▶ **Set task**
Pick out every line in the rows below that contains the string "girl", and copy each one in full. Case counts.

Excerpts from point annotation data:
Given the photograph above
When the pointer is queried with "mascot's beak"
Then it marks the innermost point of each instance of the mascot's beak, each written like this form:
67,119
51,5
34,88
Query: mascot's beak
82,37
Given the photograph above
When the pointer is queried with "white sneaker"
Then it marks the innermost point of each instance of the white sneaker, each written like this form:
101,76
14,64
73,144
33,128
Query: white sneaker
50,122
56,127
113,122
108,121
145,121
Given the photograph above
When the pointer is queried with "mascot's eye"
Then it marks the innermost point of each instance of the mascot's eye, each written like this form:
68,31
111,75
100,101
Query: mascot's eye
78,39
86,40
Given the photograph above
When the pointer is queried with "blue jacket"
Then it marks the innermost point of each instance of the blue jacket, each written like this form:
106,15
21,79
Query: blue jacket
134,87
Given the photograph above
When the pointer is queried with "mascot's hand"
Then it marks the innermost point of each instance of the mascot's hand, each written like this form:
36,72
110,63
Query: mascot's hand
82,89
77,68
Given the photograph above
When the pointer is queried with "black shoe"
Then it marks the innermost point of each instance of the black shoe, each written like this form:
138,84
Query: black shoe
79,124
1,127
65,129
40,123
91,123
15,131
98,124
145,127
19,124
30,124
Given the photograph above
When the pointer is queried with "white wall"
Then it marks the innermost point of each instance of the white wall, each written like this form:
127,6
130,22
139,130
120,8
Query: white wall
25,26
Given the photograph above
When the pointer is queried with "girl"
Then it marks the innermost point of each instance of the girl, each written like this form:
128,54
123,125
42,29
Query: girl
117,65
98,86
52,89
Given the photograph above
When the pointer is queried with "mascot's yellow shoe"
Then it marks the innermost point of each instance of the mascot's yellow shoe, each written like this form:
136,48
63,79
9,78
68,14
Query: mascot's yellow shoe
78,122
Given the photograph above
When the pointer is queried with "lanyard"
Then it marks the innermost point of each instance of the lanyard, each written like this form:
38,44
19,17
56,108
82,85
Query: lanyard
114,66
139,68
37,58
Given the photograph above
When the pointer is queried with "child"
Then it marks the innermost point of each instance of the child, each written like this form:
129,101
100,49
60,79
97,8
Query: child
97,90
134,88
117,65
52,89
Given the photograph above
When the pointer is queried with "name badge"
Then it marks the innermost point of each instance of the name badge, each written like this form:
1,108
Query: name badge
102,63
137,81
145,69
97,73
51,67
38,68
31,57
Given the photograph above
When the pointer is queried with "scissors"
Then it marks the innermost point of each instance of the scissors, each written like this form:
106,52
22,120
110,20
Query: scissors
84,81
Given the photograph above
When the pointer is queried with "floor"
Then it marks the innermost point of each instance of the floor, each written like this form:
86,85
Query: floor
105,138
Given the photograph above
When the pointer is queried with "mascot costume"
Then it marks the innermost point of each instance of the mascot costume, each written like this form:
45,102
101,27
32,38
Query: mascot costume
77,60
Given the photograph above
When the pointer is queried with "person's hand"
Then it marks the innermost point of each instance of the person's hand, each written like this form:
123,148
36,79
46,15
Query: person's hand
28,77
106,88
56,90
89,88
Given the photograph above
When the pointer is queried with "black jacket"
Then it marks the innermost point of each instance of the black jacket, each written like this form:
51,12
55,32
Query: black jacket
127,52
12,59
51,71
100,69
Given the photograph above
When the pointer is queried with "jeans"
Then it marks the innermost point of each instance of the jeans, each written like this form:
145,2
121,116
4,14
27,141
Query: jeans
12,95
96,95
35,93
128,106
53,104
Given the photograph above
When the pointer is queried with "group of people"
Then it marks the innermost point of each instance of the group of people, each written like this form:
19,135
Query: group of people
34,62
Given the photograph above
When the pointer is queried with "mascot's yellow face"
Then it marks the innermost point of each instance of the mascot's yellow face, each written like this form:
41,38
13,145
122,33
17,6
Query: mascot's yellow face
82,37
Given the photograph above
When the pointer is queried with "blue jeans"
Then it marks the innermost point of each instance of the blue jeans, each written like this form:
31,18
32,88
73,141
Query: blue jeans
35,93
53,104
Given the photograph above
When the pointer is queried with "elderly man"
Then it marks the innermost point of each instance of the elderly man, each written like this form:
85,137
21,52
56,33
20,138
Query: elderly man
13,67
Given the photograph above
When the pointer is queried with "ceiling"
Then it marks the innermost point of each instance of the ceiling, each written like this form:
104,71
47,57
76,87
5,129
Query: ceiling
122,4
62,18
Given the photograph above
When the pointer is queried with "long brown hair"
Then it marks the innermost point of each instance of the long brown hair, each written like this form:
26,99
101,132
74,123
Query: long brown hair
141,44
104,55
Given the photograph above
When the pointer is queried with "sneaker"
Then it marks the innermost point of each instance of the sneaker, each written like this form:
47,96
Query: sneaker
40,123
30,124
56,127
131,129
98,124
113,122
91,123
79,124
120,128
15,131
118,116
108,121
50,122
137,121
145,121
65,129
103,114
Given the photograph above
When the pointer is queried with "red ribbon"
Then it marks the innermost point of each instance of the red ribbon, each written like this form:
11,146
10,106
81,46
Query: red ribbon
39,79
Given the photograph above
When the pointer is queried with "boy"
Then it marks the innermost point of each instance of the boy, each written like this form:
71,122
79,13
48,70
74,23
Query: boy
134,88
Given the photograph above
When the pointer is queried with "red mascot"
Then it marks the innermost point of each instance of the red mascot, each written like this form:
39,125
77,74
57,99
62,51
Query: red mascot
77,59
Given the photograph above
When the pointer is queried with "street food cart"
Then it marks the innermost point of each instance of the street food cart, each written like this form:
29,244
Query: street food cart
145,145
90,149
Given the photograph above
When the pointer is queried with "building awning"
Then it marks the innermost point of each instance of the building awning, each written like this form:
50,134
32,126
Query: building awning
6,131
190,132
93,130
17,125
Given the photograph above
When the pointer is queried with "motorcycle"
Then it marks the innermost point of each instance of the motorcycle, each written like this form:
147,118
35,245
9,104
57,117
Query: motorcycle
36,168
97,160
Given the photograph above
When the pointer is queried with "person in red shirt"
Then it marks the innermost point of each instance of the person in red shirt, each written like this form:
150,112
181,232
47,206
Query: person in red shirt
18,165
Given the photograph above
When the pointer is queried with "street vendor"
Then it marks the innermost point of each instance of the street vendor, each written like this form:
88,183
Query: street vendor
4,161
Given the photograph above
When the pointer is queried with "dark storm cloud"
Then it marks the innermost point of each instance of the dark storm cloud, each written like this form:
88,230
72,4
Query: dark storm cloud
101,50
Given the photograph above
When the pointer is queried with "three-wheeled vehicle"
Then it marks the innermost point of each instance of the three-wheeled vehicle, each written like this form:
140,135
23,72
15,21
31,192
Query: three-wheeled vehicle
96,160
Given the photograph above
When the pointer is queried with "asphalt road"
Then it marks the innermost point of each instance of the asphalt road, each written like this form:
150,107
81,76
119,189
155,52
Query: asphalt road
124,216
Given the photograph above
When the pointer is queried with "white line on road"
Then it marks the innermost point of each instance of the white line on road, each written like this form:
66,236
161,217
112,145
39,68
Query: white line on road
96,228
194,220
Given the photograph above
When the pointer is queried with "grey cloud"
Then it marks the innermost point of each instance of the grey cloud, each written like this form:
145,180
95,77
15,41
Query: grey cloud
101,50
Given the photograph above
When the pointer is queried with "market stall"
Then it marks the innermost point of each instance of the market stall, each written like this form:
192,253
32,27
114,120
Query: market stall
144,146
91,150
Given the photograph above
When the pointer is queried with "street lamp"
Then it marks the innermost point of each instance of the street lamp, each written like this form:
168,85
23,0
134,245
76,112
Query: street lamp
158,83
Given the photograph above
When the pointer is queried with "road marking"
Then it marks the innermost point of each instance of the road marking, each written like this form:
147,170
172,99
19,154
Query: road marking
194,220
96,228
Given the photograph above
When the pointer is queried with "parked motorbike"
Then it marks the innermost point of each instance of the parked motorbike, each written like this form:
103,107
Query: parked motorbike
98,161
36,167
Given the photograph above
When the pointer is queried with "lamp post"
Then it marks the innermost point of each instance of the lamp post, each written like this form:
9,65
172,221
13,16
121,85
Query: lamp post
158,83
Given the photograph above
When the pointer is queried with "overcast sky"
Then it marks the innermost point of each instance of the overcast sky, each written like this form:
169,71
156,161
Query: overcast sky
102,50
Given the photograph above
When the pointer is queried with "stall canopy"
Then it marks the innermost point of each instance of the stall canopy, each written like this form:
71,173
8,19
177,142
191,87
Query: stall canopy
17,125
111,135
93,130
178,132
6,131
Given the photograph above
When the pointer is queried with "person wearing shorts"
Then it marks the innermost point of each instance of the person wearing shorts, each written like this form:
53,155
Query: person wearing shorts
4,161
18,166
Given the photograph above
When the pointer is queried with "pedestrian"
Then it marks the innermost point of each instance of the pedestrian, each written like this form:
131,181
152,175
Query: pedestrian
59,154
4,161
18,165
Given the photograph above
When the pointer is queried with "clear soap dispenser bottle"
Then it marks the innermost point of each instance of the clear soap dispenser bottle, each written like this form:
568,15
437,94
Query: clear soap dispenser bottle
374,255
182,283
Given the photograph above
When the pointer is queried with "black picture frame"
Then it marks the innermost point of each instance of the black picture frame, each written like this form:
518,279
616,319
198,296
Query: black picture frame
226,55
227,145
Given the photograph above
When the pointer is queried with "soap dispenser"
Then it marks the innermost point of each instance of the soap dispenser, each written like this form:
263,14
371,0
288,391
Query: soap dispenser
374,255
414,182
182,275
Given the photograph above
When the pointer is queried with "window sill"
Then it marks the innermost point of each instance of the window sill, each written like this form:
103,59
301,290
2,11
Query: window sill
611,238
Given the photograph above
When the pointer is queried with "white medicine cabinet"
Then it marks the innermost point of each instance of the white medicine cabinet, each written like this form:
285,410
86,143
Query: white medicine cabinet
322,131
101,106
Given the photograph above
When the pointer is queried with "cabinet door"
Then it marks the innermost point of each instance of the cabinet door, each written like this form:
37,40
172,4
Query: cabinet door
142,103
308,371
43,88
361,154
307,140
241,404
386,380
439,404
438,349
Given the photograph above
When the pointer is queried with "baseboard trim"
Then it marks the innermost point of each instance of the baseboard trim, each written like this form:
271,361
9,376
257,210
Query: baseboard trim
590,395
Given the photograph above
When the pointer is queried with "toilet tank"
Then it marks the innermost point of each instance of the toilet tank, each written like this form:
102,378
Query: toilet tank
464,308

▶ **Result of the exercise**
When the pointer is queried with "girl"
Then it marks the innermost point of each instance of the girl, each written like this form:
Query: girl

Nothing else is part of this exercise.